*Exercise goal*.
Copy verbatim the stretch of the items below from the line containing "safety vest as a single dot per instance." through the end of the items, including both the first and last lines.

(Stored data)
****

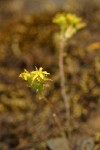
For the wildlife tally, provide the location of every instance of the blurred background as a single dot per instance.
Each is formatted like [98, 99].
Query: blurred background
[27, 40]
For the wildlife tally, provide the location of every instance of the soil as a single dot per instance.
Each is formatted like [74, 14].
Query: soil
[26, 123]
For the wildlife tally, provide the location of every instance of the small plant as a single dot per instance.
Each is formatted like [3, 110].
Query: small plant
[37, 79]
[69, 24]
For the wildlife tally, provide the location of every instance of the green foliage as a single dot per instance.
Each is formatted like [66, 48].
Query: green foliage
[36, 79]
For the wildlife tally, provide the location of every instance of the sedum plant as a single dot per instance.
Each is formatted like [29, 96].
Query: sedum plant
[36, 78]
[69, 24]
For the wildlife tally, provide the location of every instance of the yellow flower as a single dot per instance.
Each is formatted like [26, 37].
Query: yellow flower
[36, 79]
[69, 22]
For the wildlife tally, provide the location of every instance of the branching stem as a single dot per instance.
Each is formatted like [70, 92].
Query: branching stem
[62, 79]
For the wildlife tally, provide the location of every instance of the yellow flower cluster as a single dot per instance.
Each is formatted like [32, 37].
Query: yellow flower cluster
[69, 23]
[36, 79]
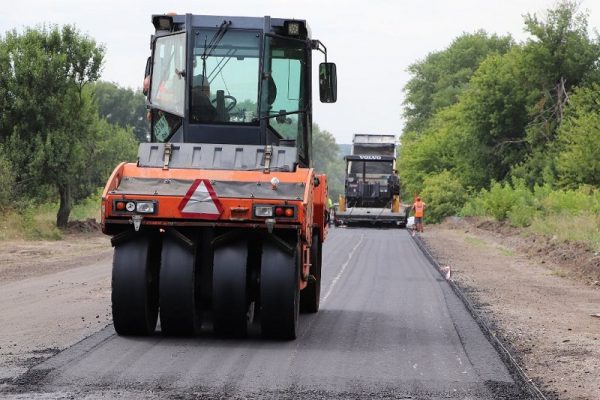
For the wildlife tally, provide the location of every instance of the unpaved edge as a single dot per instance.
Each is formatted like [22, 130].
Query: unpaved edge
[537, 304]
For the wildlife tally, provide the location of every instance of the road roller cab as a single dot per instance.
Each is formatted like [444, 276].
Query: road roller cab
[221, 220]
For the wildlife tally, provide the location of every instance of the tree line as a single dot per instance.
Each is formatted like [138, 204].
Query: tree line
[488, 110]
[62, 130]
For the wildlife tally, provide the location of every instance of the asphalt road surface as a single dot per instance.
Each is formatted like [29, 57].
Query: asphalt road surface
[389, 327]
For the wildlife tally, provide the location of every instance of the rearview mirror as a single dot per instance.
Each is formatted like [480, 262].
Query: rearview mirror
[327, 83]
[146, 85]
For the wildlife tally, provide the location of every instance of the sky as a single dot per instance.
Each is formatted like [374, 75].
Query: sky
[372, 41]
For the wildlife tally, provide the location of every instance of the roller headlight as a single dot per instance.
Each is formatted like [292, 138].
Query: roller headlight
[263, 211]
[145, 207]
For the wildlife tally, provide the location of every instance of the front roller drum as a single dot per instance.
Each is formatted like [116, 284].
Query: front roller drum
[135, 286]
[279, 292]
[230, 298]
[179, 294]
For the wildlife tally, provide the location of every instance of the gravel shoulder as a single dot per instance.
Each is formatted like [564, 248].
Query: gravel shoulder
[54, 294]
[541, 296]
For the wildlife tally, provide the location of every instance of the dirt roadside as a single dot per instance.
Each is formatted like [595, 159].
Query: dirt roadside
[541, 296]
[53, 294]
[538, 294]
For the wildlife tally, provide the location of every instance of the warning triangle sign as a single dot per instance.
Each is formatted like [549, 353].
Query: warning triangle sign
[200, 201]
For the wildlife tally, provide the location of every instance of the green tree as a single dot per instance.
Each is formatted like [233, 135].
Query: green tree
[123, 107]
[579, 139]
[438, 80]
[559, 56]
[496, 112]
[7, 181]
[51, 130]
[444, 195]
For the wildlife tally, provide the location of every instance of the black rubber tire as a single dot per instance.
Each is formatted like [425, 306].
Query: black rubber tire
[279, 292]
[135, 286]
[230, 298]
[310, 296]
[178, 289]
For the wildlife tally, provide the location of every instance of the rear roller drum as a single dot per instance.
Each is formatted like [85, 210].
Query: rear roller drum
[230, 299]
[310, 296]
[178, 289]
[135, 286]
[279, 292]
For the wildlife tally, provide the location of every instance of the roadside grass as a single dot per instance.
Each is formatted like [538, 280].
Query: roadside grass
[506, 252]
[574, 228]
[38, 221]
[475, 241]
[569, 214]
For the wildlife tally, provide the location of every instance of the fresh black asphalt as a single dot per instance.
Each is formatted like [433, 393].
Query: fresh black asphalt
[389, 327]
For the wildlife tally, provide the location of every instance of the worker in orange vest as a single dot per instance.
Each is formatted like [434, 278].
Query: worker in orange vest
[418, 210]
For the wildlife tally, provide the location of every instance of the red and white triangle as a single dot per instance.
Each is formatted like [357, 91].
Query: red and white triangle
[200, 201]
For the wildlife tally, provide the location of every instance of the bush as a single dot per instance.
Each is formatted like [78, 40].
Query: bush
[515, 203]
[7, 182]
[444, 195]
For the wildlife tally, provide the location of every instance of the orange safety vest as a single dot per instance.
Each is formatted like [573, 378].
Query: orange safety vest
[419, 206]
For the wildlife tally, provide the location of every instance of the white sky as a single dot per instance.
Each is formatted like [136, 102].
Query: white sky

****

*Answer to the problem*.
For the wildlife tally, provide the location of every instance of the orange safety vest as a single dot per instance.
Each is formatted like [573, 378].
Query: orange safety vest
[419, 206]
For the wildlife tally, provide the location of every instance of the white sky as a single dot per instance.
Each is formatted like [136, 102].
Query: white sky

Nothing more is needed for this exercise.